- [Metin bölümü]:
↓↓↓

Başbuğ'un kullandığı telefonlar takibe alındı
ABONE OL
İstanbul 13. Ağır Ceza Mahkemesi'nde görülen Ergenekon Davası'nda gizli tanık Emek'in dinlenmesi işleminin tamamlanmasından sonra mahkeme heyeti sanıklar ile avukatların yazılı taleplerine ilişkin aldıkları ara kararları açıkladı. Mahkeme Başkanı Hasan Hüseyin Özese tarafından okunan ara kararda Genelkurmay Başkanlığı Adli Müşavirliği'nden, Ergenekon davasında tanık olarak dinlenen emekli Orgeneral Tanık Teoman Koman'ın ifadesinde geçen "JİTEM ve Hizbullah konusunda kendisinin komutanlığa gelmesinden önce Jandarma Genel Komutanlığı tarafından bir soruşturma yapıldığı" şeklindeki sözleri dikkate alınarak, bu soruşturmayla ilgili evrakın ile Koman'ın Susurluk Komisyonu'na yazdığını belirttiği yazının gönderilmesinin istenmesine hükmedildi. Mahkeme, Doğan Öz cinayetine ilişkin dosyanın da Genelkurmay Başkanlığı Adli Müşavirliği'nden istenmesine karar verdi.

Ayrıca Adli Müşavirlikten Ergenekon davasının tutuklu sanıklarından İlker Başbuğ'un Genelkurmay Başkanlığı ve 1.Ordu Komutanlığı, Hasan Iğsız'ın ise 1.Ordu Komutanlığı sırasında kendilerine tahsis edilen sabit hat ve GSM numaralarının gerekli gizlilik esaslarına dikkat edilerek gönderilmesinin istenmesi de karara bağlandı. Ergenekon davasının asker kökenli sanıklarının mesleğe başlamalarından bugüne kadar haklarında adli veya idari tahkikat yapılıp yapılmadığı, yapılmışsa sanıkların ifadeleri ve tahkikatın sonucunun ilgili birliklerinden ve şahsi dosyalarından araştırılarak gönderilmesinin istenmesi kararlaştırıldı.

JİTEM'in kurucularından Binbaşı Ahmet Cem Ersever'in, öldürülmeden önce Aydınlık Dergisi'ndeki beyanları ve daha önce müstear isimli yazdığı "Üçgendeki Tezgah", "Kürtler, PKK ve Abdullah Öcalan" isimli kitaplardaki açıklamaları dolayısıyla herhangi bir idari ve adli tahkikat yapılıp yapılmadığı da Genelkurmay Başkanlığı Adli Müşavirliği'nden sorulacak.

↑↑↑

- [Veri bölümü]:
↓↓↓

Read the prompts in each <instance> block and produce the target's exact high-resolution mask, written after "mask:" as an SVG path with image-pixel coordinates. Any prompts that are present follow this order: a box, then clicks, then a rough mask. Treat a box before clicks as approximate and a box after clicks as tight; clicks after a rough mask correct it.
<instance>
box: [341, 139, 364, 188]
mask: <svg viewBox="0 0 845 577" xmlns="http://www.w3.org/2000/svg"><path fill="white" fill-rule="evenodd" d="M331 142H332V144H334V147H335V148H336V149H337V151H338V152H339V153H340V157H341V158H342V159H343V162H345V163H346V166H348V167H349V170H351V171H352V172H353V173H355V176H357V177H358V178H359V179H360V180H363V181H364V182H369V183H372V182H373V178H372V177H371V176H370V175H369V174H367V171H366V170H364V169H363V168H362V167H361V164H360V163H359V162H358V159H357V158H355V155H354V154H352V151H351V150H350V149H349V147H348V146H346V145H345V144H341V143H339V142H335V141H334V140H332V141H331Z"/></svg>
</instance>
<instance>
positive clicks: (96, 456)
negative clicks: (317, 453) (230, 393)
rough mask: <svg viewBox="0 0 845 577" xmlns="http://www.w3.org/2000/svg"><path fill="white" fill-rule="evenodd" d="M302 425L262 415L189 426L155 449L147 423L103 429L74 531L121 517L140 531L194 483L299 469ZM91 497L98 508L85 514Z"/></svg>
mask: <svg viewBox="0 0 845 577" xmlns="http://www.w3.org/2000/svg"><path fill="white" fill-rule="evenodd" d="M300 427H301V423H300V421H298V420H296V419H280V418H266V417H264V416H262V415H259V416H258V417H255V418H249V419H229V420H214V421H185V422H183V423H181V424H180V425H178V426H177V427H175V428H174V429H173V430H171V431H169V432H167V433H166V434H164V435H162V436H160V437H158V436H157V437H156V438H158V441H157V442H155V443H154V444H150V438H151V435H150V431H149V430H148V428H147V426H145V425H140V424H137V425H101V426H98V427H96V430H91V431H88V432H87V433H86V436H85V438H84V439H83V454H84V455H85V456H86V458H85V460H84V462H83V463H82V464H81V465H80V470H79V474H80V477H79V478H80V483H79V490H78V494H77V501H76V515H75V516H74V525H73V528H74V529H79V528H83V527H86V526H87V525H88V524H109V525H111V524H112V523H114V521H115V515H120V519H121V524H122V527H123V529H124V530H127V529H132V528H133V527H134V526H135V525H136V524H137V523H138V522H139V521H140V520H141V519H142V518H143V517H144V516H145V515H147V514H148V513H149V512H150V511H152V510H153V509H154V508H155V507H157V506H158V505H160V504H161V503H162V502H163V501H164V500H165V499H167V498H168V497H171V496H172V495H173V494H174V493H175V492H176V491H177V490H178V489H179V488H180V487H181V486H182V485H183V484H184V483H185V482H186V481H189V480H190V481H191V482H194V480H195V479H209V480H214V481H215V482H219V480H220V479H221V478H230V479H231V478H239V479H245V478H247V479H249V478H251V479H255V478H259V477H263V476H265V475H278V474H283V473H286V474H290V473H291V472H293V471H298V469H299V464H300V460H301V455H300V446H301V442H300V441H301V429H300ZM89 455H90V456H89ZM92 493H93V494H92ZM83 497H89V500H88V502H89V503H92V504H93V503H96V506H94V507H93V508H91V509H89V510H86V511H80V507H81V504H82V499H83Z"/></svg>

↑↑↑

- [Metni inceleyin]:
1 – Ergenekon davası haberinde "JİTEM'in kurucularından Binbaşı" sözlerinden "Adli Müşavirliği'nden sorulacak." sözlerine kadar uzanan bölümü olduğu gibi tekrar yazın.
2 – Ergenekon davası haberini iki cümleyle özetleyin.
3 – Ergenekon davası haberini kaldığı yerden ilerletin.

- [Numaralı yanıtlar]:
1 –
JİTEM'in kurucularından Binbaşı Ahmet Cem Ersever'in, öldürülmeden önce Aydınlık Dergisi'ndeki beyanları ve daha önce müstear isimli yazdığı "Üçgendeki Tezgah", "Kürtler, PKK ve Abdullah Öcalan" isimli kitaplardaki açıklamaları dolayısıyla herhangi bir idari ve adli tahkikat yapılıp yapılmadığı da Genelkurmay Başkanlığı Adli Müşavirliği'nden sorulacak.

2 – İstanbul 13. Ağır Ceza Mahkemesi, Ergenekon Davası'nda gizli tanık Emek'in dinlenmesinin ardından açıkladığı ara kararla Genelkurmay Başkanlığı Adli Müşavirliği'nden üç şey istedi: Teoman Koman'ın ifadesinde geçen JİTEM ve Hizbullah soruşturmasına ilişkin evrak, Doğan Öz cinayeti dosyası ve İlker Başbuğ ile Hasan Iğsız'a tahsis edilen sabit hat ve GSM numaraları. Mahkeme ayrıca asker kökenli sanıklar hakkında adli veya idari tahkikat yapılıp yapılmadığının araştırılmasına, Binbaşı Ahmet Cem Ersever'in beyanları ve kitapları nedeniyle tahkikat yapılıp yapılmadığının da sorulmasına karar verdi.

3 –
Milli Seferberlik Tetkik Kurulu, Özel Harp Dairesi ve Özel Kuvvetler Komutanlığı birimlerinin hangi tarihte kurulduğu, herhangi bir isim değişikliğine gidilip gidilmediğinin de bildirilmesini isteyen mahkeme heyeti, eski MİT mensubu Yavuz Ataç hakkında da 10 Ağustos 2004 tarihinde Milliyet Gazetesi'nde çıkan "Gladyo denen yapıyı yönettim, Gladyo ismi takılan yapının 4 yıl sorumlusuydum" şeklindeki beyanlarıyla ilgili hakkında adli ve idari tahkikat yapılıp yapılmadığının sorulmasına, yapılmış ise ilgili evrakların gönderilmesinin istenmesine karar verildi.

Mahkeme Heyeti duruşmada tanık olarak dinlenen Başkent Üniversitesi Hastanesi'nin eski başhekimi Prof. Dr. Rengin Erdal'ın tanıklık yaptığı sırada kamu görevi yapan tanık Mustafa Bolkan ve diğer bir kısım kişiler hakkındaki beyanları nedeniyle Silivri Cumhuriyet Başsavcılığı'na suç duyurusunda bulunulmasına hükmetti.

Ergenekon davasında 6 ve 7 Kasım 2012 tarihli duruşmalarda tanık sıfatıyla dinlenen terör örgütü PKK'nın eski sorumlularından Şemdin Sakık'ın beyanlarının içeriği de dikkate alınarak terörle mücadele görevi yapan Genelkurmay Başkanlığı, MİT Müsteşarlığı, İçişleri Bakanlığı, Emniyet Genel Müdürlüğü ve Jandarma Genel Komutanlığı'na gönderilmesine hükmedildi.

Tutuklu sanık Mehmet Demirtaş'ın, diğer tutuklu sanık Ergün Poyraz'ın akli melekelerinin yerinde olup olmadığına dair rapor alınmasına ilişkin talebinin ciddi bulunmadığından reddine karar verildi.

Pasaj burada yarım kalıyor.